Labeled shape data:
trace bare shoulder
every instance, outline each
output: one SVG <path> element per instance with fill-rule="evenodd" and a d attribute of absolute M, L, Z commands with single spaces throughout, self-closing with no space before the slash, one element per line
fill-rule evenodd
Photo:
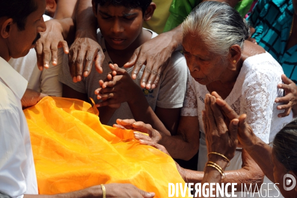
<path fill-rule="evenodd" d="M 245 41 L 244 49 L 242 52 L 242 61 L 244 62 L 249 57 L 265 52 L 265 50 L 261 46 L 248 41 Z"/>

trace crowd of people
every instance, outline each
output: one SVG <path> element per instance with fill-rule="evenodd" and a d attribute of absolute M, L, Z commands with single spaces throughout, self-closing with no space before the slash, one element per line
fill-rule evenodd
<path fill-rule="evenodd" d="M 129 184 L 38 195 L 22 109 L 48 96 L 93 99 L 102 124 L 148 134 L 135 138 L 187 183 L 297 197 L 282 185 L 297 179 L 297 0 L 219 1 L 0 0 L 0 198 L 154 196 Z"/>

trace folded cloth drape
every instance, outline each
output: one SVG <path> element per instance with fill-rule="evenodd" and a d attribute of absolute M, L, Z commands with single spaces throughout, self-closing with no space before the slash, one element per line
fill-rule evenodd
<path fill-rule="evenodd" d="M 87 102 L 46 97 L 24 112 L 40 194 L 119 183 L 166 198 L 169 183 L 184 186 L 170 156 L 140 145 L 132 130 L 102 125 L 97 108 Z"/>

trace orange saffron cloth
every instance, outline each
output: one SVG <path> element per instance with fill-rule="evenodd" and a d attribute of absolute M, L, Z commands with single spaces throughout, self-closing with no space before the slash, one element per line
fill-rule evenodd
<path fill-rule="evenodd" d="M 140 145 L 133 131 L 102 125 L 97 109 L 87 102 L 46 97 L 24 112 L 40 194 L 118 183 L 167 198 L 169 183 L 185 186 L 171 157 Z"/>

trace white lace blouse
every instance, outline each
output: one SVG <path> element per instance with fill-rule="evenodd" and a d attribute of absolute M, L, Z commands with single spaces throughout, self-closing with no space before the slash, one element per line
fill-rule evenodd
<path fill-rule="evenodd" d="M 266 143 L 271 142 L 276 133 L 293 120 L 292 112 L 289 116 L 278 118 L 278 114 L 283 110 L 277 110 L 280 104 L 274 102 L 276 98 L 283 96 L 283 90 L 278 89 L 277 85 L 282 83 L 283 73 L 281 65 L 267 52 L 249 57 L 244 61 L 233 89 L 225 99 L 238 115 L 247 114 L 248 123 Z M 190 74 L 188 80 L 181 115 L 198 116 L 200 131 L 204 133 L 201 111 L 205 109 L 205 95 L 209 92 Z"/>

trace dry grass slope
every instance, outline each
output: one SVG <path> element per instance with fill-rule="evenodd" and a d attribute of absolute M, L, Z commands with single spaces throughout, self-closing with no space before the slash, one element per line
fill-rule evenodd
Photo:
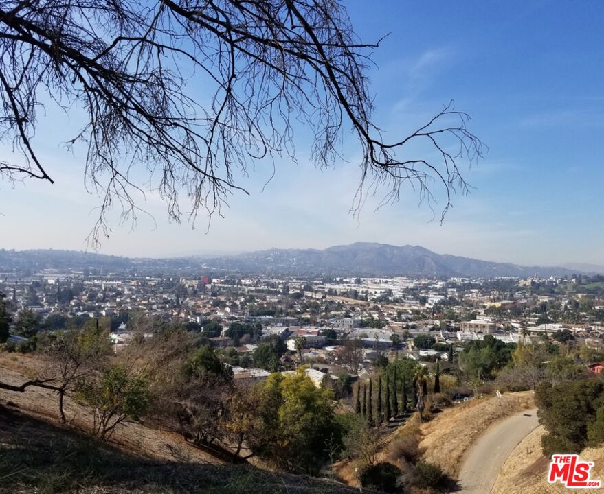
==
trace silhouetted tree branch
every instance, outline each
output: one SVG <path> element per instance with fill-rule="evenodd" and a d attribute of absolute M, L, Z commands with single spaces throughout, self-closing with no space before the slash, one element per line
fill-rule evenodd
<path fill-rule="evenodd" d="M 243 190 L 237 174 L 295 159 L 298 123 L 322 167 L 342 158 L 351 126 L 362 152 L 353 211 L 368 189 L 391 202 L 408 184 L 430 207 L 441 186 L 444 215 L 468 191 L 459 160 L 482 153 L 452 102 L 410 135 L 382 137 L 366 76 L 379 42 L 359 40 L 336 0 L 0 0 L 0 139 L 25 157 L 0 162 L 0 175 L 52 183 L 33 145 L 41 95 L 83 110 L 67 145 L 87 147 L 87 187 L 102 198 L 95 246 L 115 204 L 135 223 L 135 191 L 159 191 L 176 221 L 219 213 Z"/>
==
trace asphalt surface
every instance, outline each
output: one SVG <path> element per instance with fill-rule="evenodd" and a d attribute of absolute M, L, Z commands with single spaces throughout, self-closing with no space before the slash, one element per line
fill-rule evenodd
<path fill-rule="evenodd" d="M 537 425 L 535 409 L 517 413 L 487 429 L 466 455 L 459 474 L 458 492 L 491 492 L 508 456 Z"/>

> [Exercise aim] Render everything in the data from the line containing "trace asphalt surface" down to the line containing "537 425 L 535", both ends included, as a JSON list of strings. Use one string per line and leave out blank lines.

> [Task response]
[
  "trace asphalt surface",
  "every instance, outline each",
  "output: one SVG <path> element per instance with fill-rule=\"evenodd\" and a d attribute of absolute M, L, Z commands with single spaces throughout, self-closing with no space before the slash, one element per line",
  "fill-rule evenodd",
  "<path fill-rule=\"evenodd\" d=\"M 537 425 L 535 409 L 517 413 L 487 429 L 466 455 L 459 474 L 458 492 L 491 492 L 508 456 Z\"/>"
]